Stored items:
# # #

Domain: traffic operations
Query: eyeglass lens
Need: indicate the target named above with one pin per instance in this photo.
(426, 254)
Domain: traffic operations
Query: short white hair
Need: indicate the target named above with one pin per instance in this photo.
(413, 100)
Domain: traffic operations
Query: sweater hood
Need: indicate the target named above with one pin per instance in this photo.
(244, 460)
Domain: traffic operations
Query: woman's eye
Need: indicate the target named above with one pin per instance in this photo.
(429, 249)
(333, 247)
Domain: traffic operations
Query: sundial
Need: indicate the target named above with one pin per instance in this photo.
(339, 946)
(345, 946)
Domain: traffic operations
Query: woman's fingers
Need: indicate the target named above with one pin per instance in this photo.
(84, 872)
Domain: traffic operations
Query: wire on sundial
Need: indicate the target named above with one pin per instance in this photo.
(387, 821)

# # #

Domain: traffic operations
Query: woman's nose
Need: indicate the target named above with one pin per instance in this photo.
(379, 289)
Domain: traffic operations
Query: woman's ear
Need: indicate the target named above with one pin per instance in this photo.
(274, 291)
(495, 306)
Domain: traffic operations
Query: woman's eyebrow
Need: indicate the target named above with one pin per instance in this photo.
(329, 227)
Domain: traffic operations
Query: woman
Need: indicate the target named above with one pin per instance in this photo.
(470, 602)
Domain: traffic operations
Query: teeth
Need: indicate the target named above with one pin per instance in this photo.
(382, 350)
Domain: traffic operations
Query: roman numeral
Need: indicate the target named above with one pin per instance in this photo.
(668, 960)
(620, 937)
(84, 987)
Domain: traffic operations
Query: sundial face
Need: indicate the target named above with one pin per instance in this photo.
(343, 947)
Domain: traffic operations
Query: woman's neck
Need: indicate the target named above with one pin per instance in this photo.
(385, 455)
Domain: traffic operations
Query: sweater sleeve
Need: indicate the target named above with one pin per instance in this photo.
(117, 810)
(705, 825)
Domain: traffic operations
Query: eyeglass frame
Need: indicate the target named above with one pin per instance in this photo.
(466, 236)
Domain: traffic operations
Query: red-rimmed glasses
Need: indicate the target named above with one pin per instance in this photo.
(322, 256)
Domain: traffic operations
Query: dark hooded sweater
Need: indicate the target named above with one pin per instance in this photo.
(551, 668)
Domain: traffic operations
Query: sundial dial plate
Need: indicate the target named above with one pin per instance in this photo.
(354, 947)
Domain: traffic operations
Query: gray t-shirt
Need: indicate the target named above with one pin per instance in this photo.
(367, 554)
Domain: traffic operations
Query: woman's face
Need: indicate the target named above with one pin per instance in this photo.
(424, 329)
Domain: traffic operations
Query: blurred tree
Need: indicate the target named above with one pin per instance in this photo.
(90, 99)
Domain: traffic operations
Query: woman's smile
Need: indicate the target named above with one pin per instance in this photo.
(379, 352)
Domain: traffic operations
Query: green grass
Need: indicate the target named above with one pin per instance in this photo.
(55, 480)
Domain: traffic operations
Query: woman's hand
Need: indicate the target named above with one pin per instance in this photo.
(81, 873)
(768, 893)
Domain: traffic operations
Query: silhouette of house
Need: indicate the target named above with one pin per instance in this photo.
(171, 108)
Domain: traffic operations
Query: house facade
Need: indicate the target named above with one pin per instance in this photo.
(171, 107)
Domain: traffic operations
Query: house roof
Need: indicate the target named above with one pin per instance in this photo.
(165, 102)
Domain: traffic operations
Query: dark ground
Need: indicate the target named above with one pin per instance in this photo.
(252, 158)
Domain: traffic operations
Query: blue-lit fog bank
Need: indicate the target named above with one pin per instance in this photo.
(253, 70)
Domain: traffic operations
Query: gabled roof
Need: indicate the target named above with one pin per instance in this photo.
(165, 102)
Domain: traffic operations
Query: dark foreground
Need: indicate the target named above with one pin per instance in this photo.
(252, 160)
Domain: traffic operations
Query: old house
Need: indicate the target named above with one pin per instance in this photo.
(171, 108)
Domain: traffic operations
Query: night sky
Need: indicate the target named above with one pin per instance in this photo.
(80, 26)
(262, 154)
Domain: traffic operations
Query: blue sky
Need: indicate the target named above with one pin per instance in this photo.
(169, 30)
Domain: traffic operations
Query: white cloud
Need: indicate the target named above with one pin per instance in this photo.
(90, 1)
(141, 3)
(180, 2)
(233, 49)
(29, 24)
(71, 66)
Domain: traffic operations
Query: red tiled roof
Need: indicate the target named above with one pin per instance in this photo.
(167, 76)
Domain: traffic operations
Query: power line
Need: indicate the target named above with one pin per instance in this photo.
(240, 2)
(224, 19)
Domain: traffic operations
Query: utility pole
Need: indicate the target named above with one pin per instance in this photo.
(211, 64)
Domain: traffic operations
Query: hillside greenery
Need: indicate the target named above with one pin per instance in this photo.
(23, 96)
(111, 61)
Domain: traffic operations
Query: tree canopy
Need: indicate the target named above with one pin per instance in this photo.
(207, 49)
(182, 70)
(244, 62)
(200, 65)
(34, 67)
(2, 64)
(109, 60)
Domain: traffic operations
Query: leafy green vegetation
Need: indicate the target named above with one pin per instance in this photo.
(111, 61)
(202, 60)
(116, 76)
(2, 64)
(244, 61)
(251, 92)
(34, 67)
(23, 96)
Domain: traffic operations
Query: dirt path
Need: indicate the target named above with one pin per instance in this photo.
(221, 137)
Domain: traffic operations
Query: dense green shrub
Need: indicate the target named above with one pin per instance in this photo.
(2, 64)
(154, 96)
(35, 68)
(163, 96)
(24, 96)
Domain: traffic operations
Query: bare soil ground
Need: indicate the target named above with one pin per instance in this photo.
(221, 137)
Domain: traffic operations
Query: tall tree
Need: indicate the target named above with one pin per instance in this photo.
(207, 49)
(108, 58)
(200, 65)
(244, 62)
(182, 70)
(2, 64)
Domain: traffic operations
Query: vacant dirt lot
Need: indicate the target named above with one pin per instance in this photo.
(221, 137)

# # #

Which lines in the material above contain the word "white"? Pull out each of them in full, treating uppercase and lowercase as different.

Query: short white hair
Query: white cloud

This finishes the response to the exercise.